**CONSIGNE 1:**
Relevez chaque ligne des enregistrements qui contient la chaîne « black », en tenant compte de la casse.

**EXTRAIT:**
Jugement du Tribunal d'Instance d'AIX-EN-PROVENCE en date du 05 Avril 2019 enregistrée au répertoire général sous le n° 11-16-1740.





APPELANT





Monsieur [L] [U]

né le 27 Mai 1960 à [Localité 4] (ALGERIE), demeurant [Adresse 1]



représenté par Me Françoise BOULAN de la SELARL...

COUR D'APPEL D'AIX-EN-PROVENCE

Chambre 1-7

ARRÊT AU FOND

DU 27 JUIN 2024

N° 2024/ 282

Rôle N° RG 22/13917 - N° Portalis DBVB-V-B7G-BKF3Y

[L] [U]

C/

[P] [Y]

Copie exécutoire délivrée

le :

à :

Me Françoise BOULAN

Me Jorge MENDES CONSTANTE

Décision déférée à la Cour :

Jugement du Tribunal d'Instance d'AIX-EN-PROVENCE en date du 05 Avril 2019 enregistrée au répertoire général sous le n° 11-16-1740.

**ENREGISTREMENTS AFFICHÉS:**
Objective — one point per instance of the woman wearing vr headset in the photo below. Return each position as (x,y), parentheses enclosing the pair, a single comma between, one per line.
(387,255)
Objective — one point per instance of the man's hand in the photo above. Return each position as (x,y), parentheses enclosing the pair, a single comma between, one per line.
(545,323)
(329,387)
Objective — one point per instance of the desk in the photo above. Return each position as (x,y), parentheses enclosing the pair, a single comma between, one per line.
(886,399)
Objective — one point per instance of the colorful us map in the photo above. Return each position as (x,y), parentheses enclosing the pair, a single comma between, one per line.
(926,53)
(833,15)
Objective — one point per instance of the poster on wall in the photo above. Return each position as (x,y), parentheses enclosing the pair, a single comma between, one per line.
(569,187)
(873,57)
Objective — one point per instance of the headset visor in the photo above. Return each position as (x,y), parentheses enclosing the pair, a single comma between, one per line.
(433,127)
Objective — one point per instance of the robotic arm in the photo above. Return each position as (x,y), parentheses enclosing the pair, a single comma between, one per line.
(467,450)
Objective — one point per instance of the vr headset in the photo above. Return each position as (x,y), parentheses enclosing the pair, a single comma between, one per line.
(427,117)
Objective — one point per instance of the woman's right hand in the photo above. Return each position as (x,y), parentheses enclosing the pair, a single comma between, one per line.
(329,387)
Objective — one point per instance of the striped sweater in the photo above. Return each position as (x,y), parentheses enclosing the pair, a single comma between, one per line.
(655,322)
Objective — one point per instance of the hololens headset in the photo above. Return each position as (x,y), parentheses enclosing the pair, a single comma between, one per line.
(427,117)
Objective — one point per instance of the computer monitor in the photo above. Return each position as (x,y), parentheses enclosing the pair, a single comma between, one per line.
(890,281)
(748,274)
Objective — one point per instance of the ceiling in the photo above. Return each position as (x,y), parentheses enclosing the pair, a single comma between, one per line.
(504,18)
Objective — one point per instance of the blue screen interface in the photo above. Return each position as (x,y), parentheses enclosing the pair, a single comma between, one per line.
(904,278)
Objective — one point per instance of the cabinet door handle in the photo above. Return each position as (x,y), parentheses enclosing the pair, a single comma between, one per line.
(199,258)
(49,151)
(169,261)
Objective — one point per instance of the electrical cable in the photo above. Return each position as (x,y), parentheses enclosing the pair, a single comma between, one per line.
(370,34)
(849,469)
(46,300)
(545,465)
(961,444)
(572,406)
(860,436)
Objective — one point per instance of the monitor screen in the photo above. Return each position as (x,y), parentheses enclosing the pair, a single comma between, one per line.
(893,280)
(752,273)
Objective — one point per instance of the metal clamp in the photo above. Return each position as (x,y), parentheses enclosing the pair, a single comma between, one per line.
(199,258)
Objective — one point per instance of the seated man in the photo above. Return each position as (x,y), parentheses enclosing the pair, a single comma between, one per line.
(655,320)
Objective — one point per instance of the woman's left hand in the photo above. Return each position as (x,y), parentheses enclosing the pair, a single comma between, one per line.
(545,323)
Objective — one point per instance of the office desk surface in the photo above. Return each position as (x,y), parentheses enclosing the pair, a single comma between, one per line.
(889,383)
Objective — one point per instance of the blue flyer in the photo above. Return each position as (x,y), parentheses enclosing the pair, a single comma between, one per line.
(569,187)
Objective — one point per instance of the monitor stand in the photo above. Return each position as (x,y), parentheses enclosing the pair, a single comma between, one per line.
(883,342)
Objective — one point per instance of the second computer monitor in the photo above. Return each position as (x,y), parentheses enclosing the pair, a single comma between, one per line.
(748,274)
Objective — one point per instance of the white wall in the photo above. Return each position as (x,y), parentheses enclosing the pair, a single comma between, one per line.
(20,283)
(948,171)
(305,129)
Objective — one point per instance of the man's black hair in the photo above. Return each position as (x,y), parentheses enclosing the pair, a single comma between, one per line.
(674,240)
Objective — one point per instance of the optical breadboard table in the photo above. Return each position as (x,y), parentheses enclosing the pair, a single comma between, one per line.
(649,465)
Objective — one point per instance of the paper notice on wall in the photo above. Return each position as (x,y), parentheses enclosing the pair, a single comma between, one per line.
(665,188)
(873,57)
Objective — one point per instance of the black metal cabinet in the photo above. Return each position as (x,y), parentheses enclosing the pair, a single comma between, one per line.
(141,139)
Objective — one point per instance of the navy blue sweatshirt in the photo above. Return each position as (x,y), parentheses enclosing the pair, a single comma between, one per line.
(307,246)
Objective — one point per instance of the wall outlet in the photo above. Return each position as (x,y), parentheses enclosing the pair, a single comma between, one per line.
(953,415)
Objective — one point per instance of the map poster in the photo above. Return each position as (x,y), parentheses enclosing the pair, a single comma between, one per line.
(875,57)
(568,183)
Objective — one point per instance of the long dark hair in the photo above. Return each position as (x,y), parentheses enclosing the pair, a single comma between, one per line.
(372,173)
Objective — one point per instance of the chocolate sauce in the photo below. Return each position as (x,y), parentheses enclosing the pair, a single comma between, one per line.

**CONSIGNE 2:**
D'après l'extrait, quelle chambre de la cour d'appel d'Aix-en-Provence a rendu l'arrêt au fond ?

**RÉPONSE RÉDIGÉE 1:**
Objective — one point per instance of the man's black hair in the photo above. Return each position as (x,y), parentheses enclosing the pair, a single comma between, one per line.
Objective — one point per instance of the black metal cabinet in the photo above. Return each position as (x,y), parentheses enclosing the pair, a single comma between, one per line.

**RÉPONSE RÉDIGÉE 2:**
La chambre 1-7.